[[ Quoted passage, beginning ]]
A corneal ulcer is a serious infection in the cornea – the clear, outer cover in the front part of the eye. There are different types of corneal ulcers including bacterial, viral, fungal and amoebic. Certain types of bacterial infections are very aggressive and can cause severe damage to the cornea, including permanent vision loss, if left untreated. With a corneal ulcer, the epithelium (the outermost layer of the cornea) becomes eroded, and the cornea loses its transparency and develops a gray-white opacity that can obscure vision. Patients with corneal ulcers usually experience pain, decreased vision, increased tearing, a sensation that something is in the eye, and light sensitivity.
Once the ulcer is diagnosed, an ophthalmologist or optometrist will begin treatment with appropriate topical medicine and may collect a lab specimen to identify the specific microorganism causing the ulcer. Managing a corneal ulcer requires experience and repetition, so request a referral to another doctor if your eye doctors doesn’t routinely treat corneal ulcers. Most ulcers respond to treatment but may result in a scar on the cornea and decreased vision. In more extreme cases, particularly for ulcers caused by the herpes simplex virus, repeated ulcers may cause so much corneal thinning that a corneal transplant is required.
[[ Quoted passage, end ]]
[[ Entries provided, beginning ]]
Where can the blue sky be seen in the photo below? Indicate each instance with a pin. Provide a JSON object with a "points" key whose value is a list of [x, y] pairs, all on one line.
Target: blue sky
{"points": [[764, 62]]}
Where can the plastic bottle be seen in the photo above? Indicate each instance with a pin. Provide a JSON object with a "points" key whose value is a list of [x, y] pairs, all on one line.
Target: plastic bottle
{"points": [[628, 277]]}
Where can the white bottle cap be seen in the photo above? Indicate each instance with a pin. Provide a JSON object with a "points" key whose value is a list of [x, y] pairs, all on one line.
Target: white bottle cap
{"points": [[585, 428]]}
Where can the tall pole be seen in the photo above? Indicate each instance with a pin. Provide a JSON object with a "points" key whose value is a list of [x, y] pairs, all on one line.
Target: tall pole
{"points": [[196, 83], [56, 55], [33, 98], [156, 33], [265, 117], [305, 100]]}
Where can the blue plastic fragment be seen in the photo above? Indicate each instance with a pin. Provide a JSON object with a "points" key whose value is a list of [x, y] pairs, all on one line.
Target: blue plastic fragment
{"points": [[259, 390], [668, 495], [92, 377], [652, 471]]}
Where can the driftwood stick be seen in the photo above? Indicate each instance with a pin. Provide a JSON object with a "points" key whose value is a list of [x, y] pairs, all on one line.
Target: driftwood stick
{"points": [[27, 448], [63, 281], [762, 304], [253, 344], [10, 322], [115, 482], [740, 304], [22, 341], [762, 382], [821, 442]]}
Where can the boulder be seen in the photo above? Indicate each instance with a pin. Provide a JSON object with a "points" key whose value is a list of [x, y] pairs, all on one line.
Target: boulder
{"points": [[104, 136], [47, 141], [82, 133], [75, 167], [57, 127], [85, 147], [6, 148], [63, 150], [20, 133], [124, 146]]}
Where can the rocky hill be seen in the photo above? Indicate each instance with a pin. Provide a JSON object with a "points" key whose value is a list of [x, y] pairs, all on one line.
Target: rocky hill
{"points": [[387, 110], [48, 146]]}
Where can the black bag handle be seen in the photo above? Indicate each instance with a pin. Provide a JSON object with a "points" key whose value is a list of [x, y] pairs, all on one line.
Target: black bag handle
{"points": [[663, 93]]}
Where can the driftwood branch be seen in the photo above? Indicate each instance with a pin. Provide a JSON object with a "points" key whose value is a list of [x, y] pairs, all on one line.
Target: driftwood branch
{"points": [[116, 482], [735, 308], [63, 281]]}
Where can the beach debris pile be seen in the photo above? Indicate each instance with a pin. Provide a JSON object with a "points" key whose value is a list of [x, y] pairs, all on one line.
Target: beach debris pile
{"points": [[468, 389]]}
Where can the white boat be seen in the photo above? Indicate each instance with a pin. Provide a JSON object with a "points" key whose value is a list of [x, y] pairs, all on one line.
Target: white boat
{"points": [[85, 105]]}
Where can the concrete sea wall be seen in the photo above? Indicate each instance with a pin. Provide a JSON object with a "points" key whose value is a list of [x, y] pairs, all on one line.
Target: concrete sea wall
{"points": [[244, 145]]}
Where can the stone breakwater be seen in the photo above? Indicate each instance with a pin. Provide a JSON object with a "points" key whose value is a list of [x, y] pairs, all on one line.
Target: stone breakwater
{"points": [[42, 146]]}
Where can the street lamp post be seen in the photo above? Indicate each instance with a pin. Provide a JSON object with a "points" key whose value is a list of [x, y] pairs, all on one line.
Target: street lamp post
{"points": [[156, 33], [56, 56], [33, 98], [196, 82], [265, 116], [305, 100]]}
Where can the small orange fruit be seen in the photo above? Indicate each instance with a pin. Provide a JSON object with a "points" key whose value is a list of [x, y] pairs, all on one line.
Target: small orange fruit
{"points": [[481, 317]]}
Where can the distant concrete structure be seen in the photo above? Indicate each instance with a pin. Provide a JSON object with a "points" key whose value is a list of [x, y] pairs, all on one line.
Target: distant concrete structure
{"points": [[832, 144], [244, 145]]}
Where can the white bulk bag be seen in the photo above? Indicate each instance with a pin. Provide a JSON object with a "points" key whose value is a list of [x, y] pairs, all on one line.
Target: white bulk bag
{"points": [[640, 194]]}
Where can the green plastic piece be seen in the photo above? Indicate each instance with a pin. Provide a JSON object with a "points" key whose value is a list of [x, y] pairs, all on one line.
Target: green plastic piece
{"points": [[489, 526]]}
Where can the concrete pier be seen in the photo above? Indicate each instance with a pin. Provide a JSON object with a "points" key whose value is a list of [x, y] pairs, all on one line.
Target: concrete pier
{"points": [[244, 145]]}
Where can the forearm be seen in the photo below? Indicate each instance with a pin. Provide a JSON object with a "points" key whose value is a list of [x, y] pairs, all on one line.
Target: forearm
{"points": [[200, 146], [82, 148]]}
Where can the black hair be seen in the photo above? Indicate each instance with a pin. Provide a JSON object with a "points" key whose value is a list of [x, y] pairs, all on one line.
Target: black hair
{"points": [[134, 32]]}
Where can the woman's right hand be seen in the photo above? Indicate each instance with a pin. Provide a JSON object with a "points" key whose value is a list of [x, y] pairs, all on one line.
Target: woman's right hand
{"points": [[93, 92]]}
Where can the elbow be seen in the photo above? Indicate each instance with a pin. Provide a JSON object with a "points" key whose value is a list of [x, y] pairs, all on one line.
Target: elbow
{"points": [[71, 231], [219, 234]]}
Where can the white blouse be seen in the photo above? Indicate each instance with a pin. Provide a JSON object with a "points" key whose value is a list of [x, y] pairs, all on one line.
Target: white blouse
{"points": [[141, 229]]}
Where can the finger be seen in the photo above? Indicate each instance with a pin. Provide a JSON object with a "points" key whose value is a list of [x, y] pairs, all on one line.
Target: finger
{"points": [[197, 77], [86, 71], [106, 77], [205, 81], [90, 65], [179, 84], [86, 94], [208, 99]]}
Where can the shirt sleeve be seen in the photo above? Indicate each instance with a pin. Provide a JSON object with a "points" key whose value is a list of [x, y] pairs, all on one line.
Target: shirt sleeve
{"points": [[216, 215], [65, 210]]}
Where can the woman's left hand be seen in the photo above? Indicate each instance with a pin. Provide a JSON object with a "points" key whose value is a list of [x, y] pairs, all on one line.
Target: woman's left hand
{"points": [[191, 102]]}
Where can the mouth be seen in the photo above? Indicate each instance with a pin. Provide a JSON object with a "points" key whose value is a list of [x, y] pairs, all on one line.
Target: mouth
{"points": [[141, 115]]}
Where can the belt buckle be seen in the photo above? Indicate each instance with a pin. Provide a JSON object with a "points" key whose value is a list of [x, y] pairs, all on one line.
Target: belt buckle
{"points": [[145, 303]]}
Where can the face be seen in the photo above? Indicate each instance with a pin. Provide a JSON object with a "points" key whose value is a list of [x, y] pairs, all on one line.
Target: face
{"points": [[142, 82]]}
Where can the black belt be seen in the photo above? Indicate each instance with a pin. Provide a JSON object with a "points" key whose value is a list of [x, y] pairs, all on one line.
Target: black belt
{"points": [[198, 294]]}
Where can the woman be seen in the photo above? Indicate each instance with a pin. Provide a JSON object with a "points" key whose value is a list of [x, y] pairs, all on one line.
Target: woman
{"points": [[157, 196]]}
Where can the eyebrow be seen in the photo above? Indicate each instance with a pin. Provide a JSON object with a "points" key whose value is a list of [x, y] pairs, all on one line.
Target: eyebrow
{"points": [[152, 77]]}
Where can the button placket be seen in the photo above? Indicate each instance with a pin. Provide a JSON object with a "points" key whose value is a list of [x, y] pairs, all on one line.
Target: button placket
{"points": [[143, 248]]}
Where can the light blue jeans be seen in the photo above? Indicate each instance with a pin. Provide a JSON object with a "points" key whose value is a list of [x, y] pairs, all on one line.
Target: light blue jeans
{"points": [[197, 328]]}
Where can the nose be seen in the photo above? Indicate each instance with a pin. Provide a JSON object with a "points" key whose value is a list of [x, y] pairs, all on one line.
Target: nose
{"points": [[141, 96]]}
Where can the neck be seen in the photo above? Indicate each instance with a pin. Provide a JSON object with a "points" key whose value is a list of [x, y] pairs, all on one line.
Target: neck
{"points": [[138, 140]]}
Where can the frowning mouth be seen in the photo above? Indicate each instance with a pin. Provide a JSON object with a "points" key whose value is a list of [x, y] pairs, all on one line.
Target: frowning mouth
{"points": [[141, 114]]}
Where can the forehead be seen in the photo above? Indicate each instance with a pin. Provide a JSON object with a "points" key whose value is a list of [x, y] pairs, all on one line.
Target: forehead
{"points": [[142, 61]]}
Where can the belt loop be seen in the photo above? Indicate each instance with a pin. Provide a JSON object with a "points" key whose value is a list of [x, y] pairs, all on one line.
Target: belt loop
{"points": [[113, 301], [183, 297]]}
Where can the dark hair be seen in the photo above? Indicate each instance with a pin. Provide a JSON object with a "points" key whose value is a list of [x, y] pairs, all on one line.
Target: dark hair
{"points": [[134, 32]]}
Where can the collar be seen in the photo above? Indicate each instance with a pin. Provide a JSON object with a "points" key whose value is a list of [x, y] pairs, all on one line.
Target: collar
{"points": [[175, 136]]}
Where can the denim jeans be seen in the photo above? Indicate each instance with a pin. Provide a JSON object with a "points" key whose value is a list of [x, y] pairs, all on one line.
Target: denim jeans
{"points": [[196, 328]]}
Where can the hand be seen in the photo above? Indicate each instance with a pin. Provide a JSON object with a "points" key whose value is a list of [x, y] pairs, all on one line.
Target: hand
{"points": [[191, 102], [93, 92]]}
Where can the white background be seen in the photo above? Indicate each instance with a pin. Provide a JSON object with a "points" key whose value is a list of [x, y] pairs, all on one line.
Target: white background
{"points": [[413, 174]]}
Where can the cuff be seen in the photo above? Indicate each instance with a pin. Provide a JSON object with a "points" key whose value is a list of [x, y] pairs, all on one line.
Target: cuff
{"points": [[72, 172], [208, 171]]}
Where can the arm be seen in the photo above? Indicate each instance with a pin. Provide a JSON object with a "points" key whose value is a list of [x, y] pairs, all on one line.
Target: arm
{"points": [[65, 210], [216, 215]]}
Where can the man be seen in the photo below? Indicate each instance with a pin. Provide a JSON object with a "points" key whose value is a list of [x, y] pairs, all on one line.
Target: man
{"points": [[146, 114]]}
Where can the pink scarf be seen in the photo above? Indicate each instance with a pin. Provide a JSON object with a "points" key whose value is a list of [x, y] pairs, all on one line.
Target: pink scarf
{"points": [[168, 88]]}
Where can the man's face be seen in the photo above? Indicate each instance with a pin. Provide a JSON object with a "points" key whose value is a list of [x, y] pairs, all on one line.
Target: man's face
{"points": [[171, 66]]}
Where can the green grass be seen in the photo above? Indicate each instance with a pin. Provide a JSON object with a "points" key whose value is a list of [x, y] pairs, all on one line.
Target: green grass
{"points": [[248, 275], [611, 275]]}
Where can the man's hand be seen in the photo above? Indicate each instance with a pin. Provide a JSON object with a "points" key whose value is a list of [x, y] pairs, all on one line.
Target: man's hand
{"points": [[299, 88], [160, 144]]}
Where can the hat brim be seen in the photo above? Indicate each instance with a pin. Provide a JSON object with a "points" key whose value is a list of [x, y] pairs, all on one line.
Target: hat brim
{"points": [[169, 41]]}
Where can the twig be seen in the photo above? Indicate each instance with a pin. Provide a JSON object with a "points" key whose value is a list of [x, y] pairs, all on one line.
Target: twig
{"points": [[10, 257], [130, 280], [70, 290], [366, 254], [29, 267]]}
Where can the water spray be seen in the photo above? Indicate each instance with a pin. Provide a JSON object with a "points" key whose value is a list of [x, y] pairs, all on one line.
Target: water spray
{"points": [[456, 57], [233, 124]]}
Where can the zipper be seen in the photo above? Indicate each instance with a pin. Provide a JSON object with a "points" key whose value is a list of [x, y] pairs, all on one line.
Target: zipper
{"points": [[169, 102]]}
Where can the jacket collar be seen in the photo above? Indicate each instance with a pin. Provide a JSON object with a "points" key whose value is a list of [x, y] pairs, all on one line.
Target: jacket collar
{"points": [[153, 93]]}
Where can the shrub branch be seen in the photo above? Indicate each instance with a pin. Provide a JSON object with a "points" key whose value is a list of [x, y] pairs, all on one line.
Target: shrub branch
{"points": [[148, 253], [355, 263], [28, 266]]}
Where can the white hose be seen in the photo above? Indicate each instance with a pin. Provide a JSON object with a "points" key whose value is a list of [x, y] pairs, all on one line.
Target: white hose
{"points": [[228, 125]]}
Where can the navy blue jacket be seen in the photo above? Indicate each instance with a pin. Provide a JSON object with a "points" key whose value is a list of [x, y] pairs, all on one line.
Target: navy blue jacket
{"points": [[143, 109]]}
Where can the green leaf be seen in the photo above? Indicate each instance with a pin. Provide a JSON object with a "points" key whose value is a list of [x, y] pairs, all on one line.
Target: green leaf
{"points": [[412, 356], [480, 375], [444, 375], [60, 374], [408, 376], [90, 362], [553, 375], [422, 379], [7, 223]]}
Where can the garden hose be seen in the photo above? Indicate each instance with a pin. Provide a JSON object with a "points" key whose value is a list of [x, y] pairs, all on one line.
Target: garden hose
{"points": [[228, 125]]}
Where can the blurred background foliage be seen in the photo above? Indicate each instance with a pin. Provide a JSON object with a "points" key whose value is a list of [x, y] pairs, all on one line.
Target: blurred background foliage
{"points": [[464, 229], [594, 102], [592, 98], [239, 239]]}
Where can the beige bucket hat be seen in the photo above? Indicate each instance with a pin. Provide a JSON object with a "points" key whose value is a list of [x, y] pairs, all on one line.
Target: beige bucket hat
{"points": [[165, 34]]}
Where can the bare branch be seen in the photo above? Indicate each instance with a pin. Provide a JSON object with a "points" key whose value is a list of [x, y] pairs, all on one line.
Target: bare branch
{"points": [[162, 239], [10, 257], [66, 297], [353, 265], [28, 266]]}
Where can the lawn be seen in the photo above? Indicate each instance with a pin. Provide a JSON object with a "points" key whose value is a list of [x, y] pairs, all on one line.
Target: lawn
[[ Entries provided, end ]]
▶ Exercise 1
Duplicate the corneal ulcer text from "Once the ulcer" to "transplant is required.".
▶ Exercise 2
Go on with the text on corneal ulcers, starting after its last sentence.

▶ Exercise response 1
Once the ulcer is diagnosed, an ophthalmologist or optometrist will begin treatment with appropriate topical medicine and may collect a lab specimen to identify the specific microorganism causing the ulcer. Managing a corneal ulcer requires experience and repetition, so request a referral to another doctor if your eye doctors doesn’t routinely treat corneal ulcers. Most ulcers respond to treatment but may result in a scar on the cornea and decreased vision. In more extreme cases, particularly for ulcers caused by the herpes simplex virus, repeated ulcers may cause so much corneal thinning that a corneal transplant is required.

▶ Exercise response 2
Contact lens wearers are at an increased risk of developing corneal ulcers, especially those patients who sleep in their contacts. Contact lenses collect bacteria and reduce oxygen flow to the cornea, so overnight wearing habits increase the likelihood of infection. Other risk factors for the development of corneal ulcers include severe dry eye, traumatic abrasions of the cornea, and using tap water to clean contact lenses. If you suspect you have a corneal ulcer, contact your ophthalmologist or optometrist immediately.